Assignment —
Could you retype every line of the data underneath without altering anything?

**** Entries provided

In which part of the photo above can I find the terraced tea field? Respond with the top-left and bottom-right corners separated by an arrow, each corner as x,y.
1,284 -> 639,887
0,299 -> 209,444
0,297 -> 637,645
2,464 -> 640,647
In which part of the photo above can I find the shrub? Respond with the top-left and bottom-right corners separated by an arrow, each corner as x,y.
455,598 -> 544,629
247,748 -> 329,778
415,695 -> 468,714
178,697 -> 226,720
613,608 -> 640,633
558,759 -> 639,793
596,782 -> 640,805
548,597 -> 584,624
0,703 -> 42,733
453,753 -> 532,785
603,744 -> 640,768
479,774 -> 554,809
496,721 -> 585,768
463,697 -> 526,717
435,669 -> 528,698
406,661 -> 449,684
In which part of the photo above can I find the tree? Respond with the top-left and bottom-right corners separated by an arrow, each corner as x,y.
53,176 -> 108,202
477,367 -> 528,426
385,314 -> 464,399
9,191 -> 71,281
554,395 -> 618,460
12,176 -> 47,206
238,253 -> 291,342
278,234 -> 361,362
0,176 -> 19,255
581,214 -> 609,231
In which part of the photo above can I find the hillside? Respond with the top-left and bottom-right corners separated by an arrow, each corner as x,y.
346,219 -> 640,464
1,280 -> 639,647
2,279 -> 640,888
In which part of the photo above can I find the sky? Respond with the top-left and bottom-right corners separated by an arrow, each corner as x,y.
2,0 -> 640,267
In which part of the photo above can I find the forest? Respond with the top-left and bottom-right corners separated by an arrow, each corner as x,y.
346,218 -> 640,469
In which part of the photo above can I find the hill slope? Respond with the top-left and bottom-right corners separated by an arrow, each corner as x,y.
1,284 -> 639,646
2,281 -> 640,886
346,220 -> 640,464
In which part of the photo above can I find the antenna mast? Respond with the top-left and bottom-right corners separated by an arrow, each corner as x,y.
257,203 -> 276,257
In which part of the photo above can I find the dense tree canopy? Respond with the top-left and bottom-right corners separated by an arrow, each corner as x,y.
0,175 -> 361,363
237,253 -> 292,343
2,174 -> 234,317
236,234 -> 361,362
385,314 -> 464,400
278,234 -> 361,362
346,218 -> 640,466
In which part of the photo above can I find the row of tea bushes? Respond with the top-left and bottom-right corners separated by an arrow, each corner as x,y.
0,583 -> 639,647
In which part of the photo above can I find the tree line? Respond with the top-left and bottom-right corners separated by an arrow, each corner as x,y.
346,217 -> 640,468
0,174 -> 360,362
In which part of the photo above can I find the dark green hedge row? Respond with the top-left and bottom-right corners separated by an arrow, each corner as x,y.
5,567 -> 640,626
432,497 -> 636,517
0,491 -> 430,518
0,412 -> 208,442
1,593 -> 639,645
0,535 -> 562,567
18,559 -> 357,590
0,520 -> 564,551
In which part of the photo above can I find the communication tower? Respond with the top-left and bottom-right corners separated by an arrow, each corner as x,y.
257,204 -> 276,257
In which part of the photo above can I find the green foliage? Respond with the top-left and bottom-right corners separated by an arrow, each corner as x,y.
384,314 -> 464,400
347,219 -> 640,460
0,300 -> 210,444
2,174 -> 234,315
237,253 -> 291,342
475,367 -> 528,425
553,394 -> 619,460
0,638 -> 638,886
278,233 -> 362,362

********

Solution —
In which part of the photo above can I find the terraced tea field? Respond with the top-left and bottom-right corners separated by an arrow, each corner as x,y.
1,284 -> 639,887
0,299 -> 209,444
0,297 -> 637,645
2,464 -> 640,647
In which part of the photo above can I find the shrub? Respond with the top-left and bottom-right corners separated by an arrow, each corner as x,y.
455,598 -> 544,629
247,748 -> 329,778
415,695 -> 468,714
178,697 -> 226,720
613,608 -> 640,633
558,759 -> 639,793
596,782 -> 640,805
548,597 -> 584,624
0,703 -> 42,733
453,753 -> 532,785
603,744 -> 640,768
479,774 -> 554,809
496,721 -> 585,768
463,697 -> 526,717
435,669 -> 528,698
406,661 -> 449,684
In which part of the photo above can I find the tree? Respond with the top-left and bottom-right corners separated by an arrow, each corner as x,y.
53,176 -> 108,202
477,367 -> 528,426
385,314 -> 464,399
9,191 -> 71,281
554,395 -> 618,460
12,176 -> 47,206
238,253 -> 291,342
278,234 -> 361,362
0,176 -> 19,255
581,214 -> 609,231
In which part of the photo above can I find the hillside? Respond with the top-left and bottom-right corners separated by an arrow, each corner as x,y.
346,219 -> 640,464
1,280 -> 639,647
2,279 -> 640,888
In which part of the photo above can I find the sky? Respond with the top-left and bottom-right corners separated by an arrow, each corner as x,y.
2,0 -> 640,267
In which part of the photo above can I find the forest? Respond with the top-left and bottom-right corners separated by an arrow, each corner as x,y.
346,218 -> 640,469
In which part of the photo above can I find the hill slope? Respond with the top-left and bottom-right corners separated by an arrow, each corner as x,y.
1,284 -> 639,646
2,281 -> 640,886
346,220 -> 640,464
In which part of the photo above can I find the antenna mast? Respond with the top-left and bottom-right corners separated by an arrow, each corner as x,y.
257,203 -> 276,257
In which part of the photo above can I find the dense tree canopy? Respond with the top-left and bottom-right corners separated by an arrow, each corner as x,y.
0,175 -> 361,363
237,253 -> 292,343
2,174 -> 234,317
236,234 -> 361,362
385,314 -> 464,400
278,234 -> 361,362
346,218 -> 640,466
In which part of the photo above can I find the row of tea bushes? Respond with the top-left and bottom-right corners separated by an arrow, each corner as x,y.
0,583 -> 639,647
In which part of the photo above can I find the tree line? Respond with the top-left and bottom-right corners separated by an arrow, each corner as x,y.
346,217 -> 640,468
0,174 -> 360,362
In which part of the photo above can I find the dark green hedge row? Respond with the top-left and bottom-right corners separated by an arrow, each corner as x,y.
5,567 -> 640,626
432,497 -> 636,517
0,491 -> 430,518
0,412 -> 208,442
1,593 -> 639,645
0,535 -> 562,567
18,559 -> 357,590
0,520 -> 564,551
In which part of the photo above can I find the communication tower? Respond with the top-left and bottom-right corners separated by an arrow, each corner as x,y.
257,204 -> 276,257
In which part of the photo above can I find the green foliage? Respond with the top-left and bottom-right corners separated by an arrow, each corner as x,y.
384,314 -> 464,400
347,219 -> 640,460
0,300 -> 210,444
2,174 -> 234,315
237,253 -> 291,342
475,367 -> 528,425
553,394 -> 619,460
0,638 -> 638,886
278,233 -> 362,362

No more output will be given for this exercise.